Exercise text Start Marker

How Do We Measure Progress and What is the Opposite?

Evolution is a theory that explains how living species change by adaptation. Humans evolved from hominids, that arrived about 15 million years ago, to Homo Sapiens roughly 200,000 years ago with tremendous intellectual progress. Earliest life forms began in the ocean over two billion years ago as single-celled organisms created from building blocks (elements) of carbon, hydrogen, oxygen, and nitrogen. Evolutionary biologists measure progress in species adaptation to changing environments while extinctions are the permanent opposite. I recall seeing in a German museum an extinct Irish Elk that grew antlers so large that eventually they could not lift their heads. Charles Darwin coined the term "survival of the fittest." Making progress for people may include diet and exercise that makes us healthier as well as improving our safety by making peace with our neighbors. Ironically, too much of anything (food, wealth, sunshine) can be detrimental so we must find a balance in everything.  Western society can greatly benefit through efficient and effective conservation.

So what is the opposite of progress? Considering pros and cons, perhaps it is congress! This is not a political statement on any one legislative body but rather reflective of polarizing partisanship which is off balance, no longer seeking common ground.

Labels have emerged for the “Do Nothing Congress, Gridlock, Nuclear Option, and Drain the Swamp.” Perhaps a deeply divided congress cannot function to make bipartisan decisions. By analogy, if two married people cannot work out their problems then they may need to get divorced. Anyone happily married knows it takes a lot of give and take, forgiveness, and compromise by putting the other person first!

I attended Guilford College, a liberal arts school founded by Quakers who strove to achieve consensus in decision making. Guilford’s website states the school provides, “a challenging academic program that fosters critical and creative thinking through the development of essential skills: analysis, inquiry, communication, consensus-building, problem-solving and leadership.”

Maybe all of us can work harder to understand diverse view points and strive towards building consensus by focusing on our commonalities rather than our differences.

Exercise text End Marker
Entries shown Start Marker

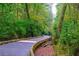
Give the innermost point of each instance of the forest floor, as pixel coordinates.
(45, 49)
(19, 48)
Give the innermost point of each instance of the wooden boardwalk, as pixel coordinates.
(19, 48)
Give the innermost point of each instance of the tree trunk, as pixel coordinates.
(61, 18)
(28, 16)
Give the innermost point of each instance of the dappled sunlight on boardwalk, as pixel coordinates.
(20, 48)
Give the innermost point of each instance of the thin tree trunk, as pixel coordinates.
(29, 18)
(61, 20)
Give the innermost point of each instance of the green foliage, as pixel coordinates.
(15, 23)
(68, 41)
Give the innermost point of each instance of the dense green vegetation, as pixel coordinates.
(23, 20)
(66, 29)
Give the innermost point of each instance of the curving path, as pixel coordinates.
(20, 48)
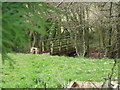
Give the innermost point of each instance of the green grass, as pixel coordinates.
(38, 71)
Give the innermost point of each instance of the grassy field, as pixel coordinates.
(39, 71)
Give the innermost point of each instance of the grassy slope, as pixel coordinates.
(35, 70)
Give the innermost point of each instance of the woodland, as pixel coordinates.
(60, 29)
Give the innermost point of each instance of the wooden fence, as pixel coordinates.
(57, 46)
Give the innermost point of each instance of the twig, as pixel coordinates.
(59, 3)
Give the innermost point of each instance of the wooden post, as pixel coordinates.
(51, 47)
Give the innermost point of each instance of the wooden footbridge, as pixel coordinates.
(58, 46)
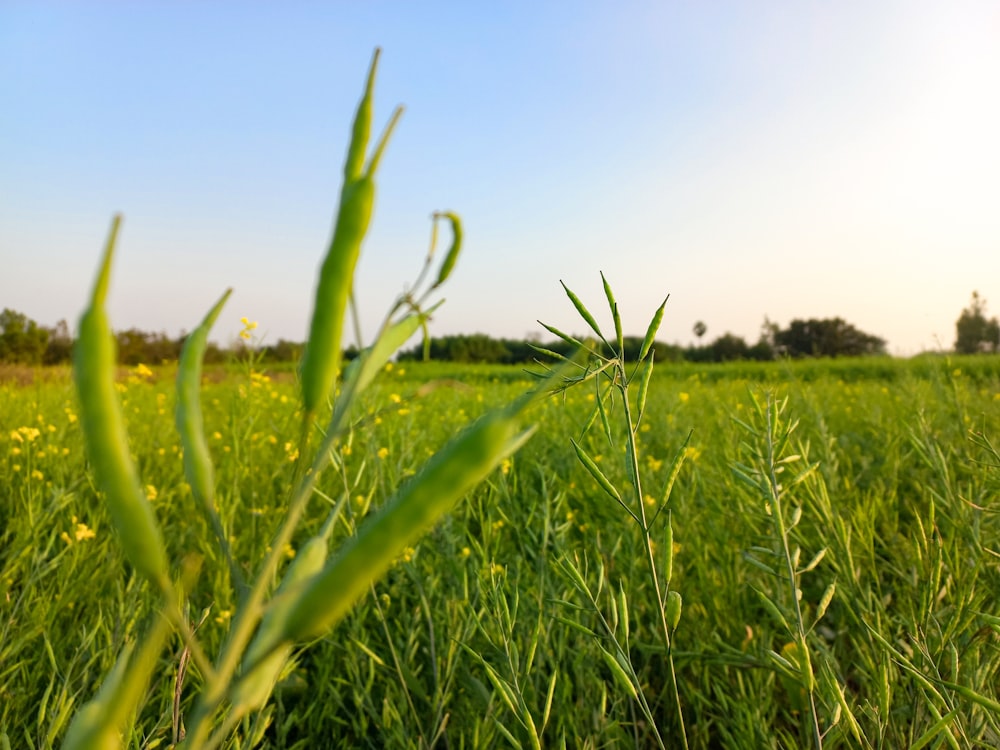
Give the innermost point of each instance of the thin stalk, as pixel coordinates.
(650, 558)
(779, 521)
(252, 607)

Entries shown End Marker
Entries shown Start Marker

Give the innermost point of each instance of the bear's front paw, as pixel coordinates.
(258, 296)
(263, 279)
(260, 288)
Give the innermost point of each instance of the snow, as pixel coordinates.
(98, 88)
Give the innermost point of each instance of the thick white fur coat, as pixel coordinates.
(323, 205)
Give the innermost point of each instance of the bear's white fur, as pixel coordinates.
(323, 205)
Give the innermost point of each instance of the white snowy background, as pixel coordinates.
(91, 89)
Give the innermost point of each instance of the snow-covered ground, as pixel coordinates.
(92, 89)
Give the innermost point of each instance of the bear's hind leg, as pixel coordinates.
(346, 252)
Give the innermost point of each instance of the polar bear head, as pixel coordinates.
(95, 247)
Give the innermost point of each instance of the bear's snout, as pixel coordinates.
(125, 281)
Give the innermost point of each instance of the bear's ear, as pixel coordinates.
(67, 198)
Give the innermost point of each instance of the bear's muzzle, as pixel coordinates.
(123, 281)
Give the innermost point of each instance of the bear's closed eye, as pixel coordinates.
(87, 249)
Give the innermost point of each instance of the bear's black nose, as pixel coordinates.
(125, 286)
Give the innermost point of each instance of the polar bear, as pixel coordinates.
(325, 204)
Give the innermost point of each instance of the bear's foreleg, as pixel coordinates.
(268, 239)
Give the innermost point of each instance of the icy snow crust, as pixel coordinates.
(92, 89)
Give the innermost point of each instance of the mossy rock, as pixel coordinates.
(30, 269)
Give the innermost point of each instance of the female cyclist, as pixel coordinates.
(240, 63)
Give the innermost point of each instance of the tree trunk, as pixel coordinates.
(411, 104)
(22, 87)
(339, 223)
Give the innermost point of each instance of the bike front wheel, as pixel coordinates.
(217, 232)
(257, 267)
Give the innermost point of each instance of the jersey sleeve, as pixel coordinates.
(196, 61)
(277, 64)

Entries shown End Marker

*Work task*:
In the essay on measuring progress, what do evolutionary biologists regard as the permanent opposite of progress in species adaptation?

*Exercise response*:
Extinctions.